++++ Records to process ++++
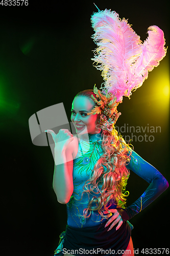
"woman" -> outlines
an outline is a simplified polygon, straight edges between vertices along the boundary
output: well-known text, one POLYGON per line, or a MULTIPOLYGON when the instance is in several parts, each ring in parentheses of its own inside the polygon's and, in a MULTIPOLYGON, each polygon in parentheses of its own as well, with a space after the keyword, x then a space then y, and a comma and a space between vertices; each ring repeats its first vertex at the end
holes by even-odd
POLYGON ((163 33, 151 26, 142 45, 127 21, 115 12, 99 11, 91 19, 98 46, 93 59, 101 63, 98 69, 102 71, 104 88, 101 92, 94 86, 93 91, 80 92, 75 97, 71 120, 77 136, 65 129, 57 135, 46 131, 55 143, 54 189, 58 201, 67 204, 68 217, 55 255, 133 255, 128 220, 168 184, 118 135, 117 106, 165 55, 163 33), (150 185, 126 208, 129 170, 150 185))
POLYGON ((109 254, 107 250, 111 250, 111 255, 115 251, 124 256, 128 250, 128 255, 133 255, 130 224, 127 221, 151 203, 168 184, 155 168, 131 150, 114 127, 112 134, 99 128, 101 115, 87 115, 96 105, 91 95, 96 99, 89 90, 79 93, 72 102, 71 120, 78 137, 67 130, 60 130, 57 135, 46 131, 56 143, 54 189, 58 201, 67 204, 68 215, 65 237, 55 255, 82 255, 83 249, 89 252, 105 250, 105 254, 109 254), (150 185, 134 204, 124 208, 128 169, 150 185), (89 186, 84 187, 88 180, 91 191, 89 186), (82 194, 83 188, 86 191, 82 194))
++++
++++ Records to process ++++
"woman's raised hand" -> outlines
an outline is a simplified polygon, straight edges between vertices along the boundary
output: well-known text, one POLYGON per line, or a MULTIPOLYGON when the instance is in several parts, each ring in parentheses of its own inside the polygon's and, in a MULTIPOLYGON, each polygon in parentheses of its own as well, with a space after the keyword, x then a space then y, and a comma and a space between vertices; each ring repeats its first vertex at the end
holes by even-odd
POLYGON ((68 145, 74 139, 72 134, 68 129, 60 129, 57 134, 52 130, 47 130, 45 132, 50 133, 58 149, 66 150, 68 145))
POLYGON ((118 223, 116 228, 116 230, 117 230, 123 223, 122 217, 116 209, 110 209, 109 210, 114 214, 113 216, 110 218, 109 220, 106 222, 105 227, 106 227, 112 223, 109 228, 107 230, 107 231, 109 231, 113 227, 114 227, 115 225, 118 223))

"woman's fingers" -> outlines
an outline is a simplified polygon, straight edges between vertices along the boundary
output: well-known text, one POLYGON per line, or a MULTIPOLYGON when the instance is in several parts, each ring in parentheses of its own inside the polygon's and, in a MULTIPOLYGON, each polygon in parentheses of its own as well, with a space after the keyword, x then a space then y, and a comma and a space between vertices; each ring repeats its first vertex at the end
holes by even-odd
++++
Problem to solve:
Pick out every line of the material above that contains the string "woman", and copy each one in full.

Solution to the exercise:
"woman" -> outlines
"woman's raised hand" -> outlines
"woman's fingers" -> outlines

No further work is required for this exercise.